▶ [Texto de origen]
La Semana Santa y la izquierda

El lunes (santo), Teresa Rodríguez, portavoz de Adelante Andalucía, subió una foto del crucificado de la Misericordia (una imagen devocional que procesiona en Cádiz) junto a una consigna peculiar: "Si no puedo sentir, no es mi revolución".

Más allá de lo burdo de la proclama (si nos ponemos a contar la de cosas que tiene que tener la revolución, el sujeto revolucionario va a ser un hombre orquesta), la reivindicación se suma a una discusión (sorprendentemente) contemporánea sobre, atiendan, la compatibilidad entre ser de izquierdas y gritarle "guapa" a María Santísima hasta desgañitarse. "La Semana Santa es transversal", decía el otro día a alguien. Este viernes, en este mismo periódico, me desayunaba con un artículo titulado "Ateo pero cofrade: así ha resignificado la sociedad andaluza la Semana Santa", que hilvanaba muchos de los argumentos que se están utilizando en esta discusión.

▶ [Extractos del listado]
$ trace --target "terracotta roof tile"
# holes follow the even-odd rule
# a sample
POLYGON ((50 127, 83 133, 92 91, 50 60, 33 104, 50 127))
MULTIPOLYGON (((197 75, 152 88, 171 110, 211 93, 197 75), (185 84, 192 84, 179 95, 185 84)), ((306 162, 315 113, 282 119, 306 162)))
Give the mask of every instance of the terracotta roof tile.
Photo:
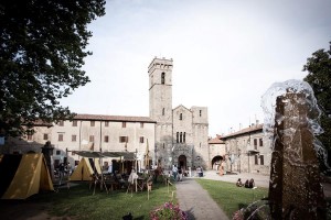
POLYGON ((253 127, 249 127, 249 128, 242 129, 241 131, 224 135, 224 136, 222 136, 222 139, 238 136, 238 135, 246 134, 246 133, 249 133, 249 132, 259 131, 259 130, 263 130, 263 128, 264 128, 264 124, 253 125, 253 127))
POLYGON ((148 122, 157 123, 149 117, 127 117, 127 116, 105 116, 105 114, 76 114, 75 120, 88 121, 127 121, 127 122, 148 122))
POLYGON ((218 138, 214 138, 209 141, 209 144, 224 144, 224 141, 220 140, 218 138))

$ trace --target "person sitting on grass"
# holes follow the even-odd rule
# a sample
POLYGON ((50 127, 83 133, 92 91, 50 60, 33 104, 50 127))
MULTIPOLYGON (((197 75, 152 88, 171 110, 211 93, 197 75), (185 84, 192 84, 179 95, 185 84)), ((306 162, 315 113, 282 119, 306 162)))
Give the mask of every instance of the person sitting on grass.
POLYGON ((245 182, 245 188, 249 188, 249 182, 248 182, 248 179, 245 182))
POLYGON ((256 188, 253 178, 249 180, 248 188, 250 188, 250 189, 255 189, 256 188))
POLYGON ((242 179, 241 179, 241 178, 238 178, 238 180, 237 180, 237 183, 236 183, 236 186, 237 186, 237 187, 242 187, 242 186, 243 186, 243 183, 242 183, 242 179))

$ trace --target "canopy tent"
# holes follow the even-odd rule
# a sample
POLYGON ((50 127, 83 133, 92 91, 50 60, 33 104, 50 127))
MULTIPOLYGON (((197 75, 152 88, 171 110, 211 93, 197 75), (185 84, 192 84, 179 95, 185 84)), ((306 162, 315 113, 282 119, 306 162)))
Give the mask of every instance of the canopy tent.
POLYGON ((83 157, 70 179, 73 182, 87 182, 92 179, 93 174, 102 174, 99 158, 83 157))
POLYGON ((124 160, 134 161, 134 152, 92 152, 92 151, 72 151, 74 154, 77 154, 83 157, 88 158, 100 158, 100 157, 124 157, 124 160))
POLYGON ((54 190, 42 153, 0 155, 0 198, 25 199, 41 190, 54 190))

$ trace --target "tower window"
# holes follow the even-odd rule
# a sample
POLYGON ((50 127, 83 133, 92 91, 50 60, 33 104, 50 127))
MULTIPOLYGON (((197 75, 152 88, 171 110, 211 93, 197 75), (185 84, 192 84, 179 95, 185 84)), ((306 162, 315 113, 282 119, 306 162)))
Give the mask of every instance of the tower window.
POLYGON ((166 74, 162 73, 162 75, 161 75, 161 84, 164 84, 164 82, 166 82, 166 74))
POLYGON ((179 132, 177 132, 175 142, 179 143, 179 132))

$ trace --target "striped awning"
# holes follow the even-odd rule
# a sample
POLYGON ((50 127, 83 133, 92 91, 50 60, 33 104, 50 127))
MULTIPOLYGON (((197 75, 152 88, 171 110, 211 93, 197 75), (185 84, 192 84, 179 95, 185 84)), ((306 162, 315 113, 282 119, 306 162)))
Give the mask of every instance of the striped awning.
POLYGON ((124 157, 127 161, 134 161, 136 158, 135 152, 93 152, 93 151, 72 151, 72 153, 77 154, 83 157, 124 157))

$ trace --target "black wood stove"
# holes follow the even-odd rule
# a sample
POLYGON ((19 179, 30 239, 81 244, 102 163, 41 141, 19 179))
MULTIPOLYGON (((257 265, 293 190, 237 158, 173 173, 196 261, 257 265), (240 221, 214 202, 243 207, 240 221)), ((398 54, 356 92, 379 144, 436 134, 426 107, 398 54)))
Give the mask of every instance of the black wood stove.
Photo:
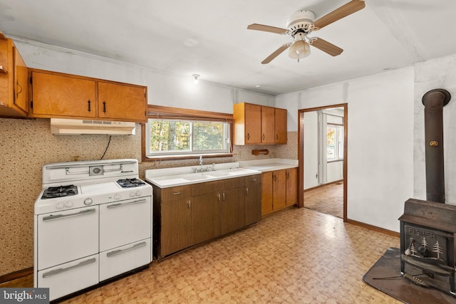
POLYGON ((413 283, 456 296, 456 205, 445 204, 442 89, 428 92, 425 105, 426 200, 405 201, 400 221, 400 272, 413 283))

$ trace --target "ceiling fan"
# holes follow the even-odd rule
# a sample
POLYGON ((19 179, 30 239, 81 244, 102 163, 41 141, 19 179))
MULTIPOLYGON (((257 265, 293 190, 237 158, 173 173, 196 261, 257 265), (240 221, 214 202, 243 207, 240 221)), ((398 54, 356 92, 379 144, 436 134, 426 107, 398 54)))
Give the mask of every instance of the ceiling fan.
POLYGON ((286 19, 286 28, 253 23, 247 26, 247 29, 267 31, 281 35, 286 34, 294 39, 293 42, 285 43, 274 51, 261 61, 263 64, 270 63, 289 48, 290 48, 289 56, 293 59, 297 59, 298 62, 299 62, 299 59, 310 55, 310 46, 332 56, 336 56, 343 51, 342 48, 321 38, 309 37, 307 35, 363 9, 365 6, 363 0, 352 0, 317 20, 315 20, 315 14, 311 11, 298 11, 293 13, 286 19))

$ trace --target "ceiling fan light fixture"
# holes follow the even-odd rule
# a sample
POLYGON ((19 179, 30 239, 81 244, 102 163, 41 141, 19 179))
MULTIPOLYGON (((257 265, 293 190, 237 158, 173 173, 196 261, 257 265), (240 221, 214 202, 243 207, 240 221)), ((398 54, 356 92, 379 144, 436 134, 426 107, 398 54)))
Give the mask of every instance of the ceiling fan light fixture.
POLYGON ((311 46, 304 40, 296 40, 288 52, 288 56, 293 59, 301 59, 311 54, 311 46))
POLYGON ((193 74, 193 75, 192 75, 192 77, 193 77, 193 83, 195 83, 195 85, 197 85, 198 84, 198 78, 200 78, 200 75, 193 74))

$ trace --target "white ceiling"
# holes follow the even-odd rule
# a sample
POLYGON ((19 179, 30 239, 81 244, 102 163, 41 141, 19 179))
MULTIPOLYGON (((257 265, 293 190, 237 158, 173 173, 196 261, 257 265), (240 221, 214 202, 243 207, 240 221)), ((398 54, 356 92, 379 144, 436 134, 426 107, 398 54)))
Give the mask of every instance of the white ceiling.
POLYGON ((318 19, 348 1, 0 0, 0 31, 272 95, 456 53, 456 1, 366 0, 365 9, 310 35, 342 48, 340 56, 312 47, 299 63, 286 51, 261 63, 291 38, 247 30, 249 24, 285 28, 296 11, 312 11, 318 19))

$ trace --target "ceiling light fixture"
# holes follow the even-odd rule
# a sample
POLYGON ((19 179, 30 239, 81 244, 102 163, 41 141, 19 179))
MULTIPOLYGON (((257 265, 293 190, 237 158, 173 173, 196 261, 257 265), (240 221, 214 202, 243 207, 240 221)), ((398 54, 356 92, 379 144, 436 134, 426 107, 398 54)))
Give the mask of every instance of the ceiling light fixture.
POLYGON ((200 75, 193 74, 193 75, 192 75, 192 77, 193 77, 193 83, 195 83, 195 85, 197 85, 198 84, 198 78, 200 78, 200 75))
POLYGON ((290 47, 288 56, 293 59, 299 59, 307 57, 311 54, 311 46, 304 40, 304 33, 297 33, 294 36, 294 42, 290 47))

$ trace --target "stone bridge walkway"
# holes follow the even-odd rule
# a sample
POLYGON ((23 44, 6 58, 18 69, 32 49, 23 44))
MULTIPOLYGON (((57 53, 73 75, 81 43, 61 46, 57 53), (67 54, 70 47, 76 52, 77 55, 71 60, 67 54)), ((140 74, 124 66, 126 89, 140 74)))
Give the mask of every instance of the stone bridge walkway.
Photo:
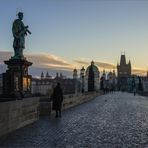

▶ [Qué harás]
(1) Copia del texto sobre la Semana Santa y la izquierda el fragmento que va desde "El lunes (santo), Teresa" hasta "en esta discusión.".
(2) Responde a estas preguntas sobre el texto sobre la Semana Santa y la izquierda:
(a) ¿De qué formación es portavoz Teresa Rodríguez?
(b) ¿Qué consigna acompañaba la foto del crucificado de la Misericordia?
(c) ¿Cómo se titulaba el artículo publicado este viernes en el mismo periódico?
El listado no tiene relación con el texto sobre la Semana Santa y la izquierda.

▶ [Lista de respuestas]
(1)
El lunes (santo), Teresa Rodríguez, portavoz de Adelante Andalucía, subió una foto del crucificado de la Misericordia (una imagen devocional que procesiona en Cádiz) junto a una consigna peculiar: "Si no puedo sentir, no es mi revolución".

Más allá de lo burdo de la proclama (si nos ponemos a contar la de cosas que tiene que tener la revolución, el sujeto revolucionario va a ser un hombre orquesta), la reivindicación se suma a una discusión (sorprendentemente) contemporánea sobre, atiendan, la compatibilidad entre ser de izquierdas y gritarle "guapa" a María Santísima hasta desgañitarse. "La Semana Santa es transversal", decía el otro día a alguien. Este viernes, en este mismo periódico, me desayunaba con un artículo titulado "Ateo pero cofrade: así ha resignificado la sociedad andaluza la Semana Santa", que hilvanaba muchos de los argumentos que se están utilizando en esta discusión.

(2)
(a) De Adelante Andalucía.
(b) "Si no puedo sentir, no es mi revolución".
(c) "Ateo pero cofrade: así ha resignificado la sociedad andaluza la Semana Santa".